Directive 1
According to the NeutrinoFlux documentation, above what energy is the class assumed to be used?
Directive 2
Output the stretch of the NeutrinoFlux documentation from "see the discussion" through "is available here.", copied word for word.

Excerpted passage
The NeutrinoFlux C++ class: a service for fluxes for weighting

 Authors and Mantained by:

Teresa Montaruli: teresa.montaruli@icecube.wisc.edu

Juan Carlos Diaz-Velez: juancarlos.diazvelez@icecube.wisc.edu

                                                                                                    People that contributed:

Erin Conrad: ecconrad@wisc.edu

Sujeet Akula: sakula@uwm.edu

Christine Lewis: christine.lewis@icecube.wisc.edu

Alessio Tamburro: alessio.tamburro@icecube.wisc.edu

 

Plots of atmospheric neutrino fluxes obtained using the NeutrinoFlux C++ class^(*)  for “bartol” model and

different prompt models (see discussion and table below).

  

 

Plots of astrophysical neutrino fluxes obtained using NeutrinoFlux. For further details

see the discussion below.

 

 

NeutrinoFlux is a tool thought to evaluate the fluxes of neutrinos of any flavours at any energy value and (if needed) for any neutrino zenith angle.

This documentation is meant to explain the Fluxes and how to extract them.

The Doxigen documentation is available here.
The interfaces to IceTray for weighting purposes are developed by K. J. Meagher and OneWeight by C. Finley.
Few warnings are of relevance:

• no neutrino flux is corrected for oscillations nor for atmospheric neutrinos, not for astrophysical ones;

• the hardcoded astrophysical fluxes are taken from papers where they are calculated as numu+anumu. So these have been  divided by 2 since these models assume an equal amount of numu and anumu.
• when conventional neutrinofluxes are combined to prompt neutrinofluxes they are summed and the prompt flux is assumed null below Emin (first parameter in the dat files);
• complete symmetry of downgoing and upgoing atmospheric neutrino fluxes is assumed, no solar modulation is introduced. As a matter of fact NeutrinoFlux is assumed to be used > 10 GeV where these effects can be neglected.
  

A polymorphic interface provides a common interface for 3 different kind of fluxes for the user convenence.
But it should be clear that while the conventional atmospheric neutrinos have a dependence on the zenith angle the other fluxes do not have it.

At the moment, this class can provide the user with the calculation of differential and integral fluxes of atmospheric neutrinos (conventional neutrinos according to the models of Honda et al 2006, Bartol2004, HKKM2004 (obsolete, not recommended), and prompt neutrinos according to the models of Naumov RQPM/QGSM, Martin2003 and Costa2001) and with the calculation of diffuse and point-like fluxes of astrophysical neutrinos according to different theoretical models of emission from GRBs and AGNs. However, it can be used for every kind of fluxes!

It is warmly encouraged the use of the Bartol or the Honda 2006 fluxes (original tables for this last flux are much better than Bartol ones).

[Collected data]
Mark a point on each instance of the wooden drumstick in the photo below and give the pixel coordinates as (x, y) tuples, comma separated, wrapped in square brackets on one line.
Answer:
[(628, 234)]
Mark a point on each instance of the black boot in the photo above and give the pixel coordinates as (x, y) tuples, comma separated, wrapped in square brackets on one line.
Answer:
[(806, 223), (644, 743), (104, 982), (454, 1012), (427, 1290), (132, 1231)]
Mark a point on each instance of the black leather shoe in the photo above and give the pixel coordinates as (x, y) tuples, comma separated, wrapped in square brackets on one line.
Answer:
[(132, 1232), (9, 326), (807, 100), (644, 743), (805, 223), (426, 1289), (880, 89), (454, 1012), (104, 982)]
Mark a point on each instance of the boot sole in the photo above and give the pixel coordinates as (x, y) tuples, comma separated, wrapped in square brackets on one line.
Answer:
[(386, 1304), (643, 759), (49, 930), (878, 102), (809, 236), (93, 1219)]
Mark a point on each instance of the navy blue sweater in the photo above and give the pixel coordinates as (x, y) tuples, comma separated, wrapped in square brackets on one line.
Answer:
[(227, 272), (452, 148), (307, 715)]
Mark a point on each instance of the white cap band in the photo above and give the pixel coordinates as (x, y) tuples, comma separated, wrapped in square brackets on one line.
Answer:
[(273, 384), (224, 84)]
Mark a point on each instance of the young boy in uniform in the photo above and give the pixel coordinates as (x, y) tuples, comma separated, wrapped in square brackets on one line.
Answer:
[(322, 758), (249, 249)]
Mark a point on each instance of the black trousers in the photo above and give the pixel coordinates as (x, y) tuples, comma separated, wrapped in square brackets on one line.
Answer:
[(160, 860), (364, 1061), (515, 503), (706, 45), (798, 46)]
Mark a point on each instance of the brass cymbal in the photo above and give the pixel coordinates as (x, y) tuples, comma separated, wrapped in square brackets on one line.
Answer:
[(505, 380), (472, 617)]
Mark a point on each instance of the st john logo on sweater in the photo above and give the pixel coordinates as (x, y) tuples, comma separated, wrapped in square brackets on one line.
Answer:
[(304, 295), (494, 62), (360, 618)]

Written solution 1
Above 10 GeV.

Written solution 2
see the discussion below.

 

 

NeutrinoFlux is a tool thought to evaluate the fluxes of neutrinos of any flavours at any energy value and (if needed) for any neutrino zenith angle.

This documentation is meant to explain the Fluxes and how to extract them.

The Doxigen documentation is available here.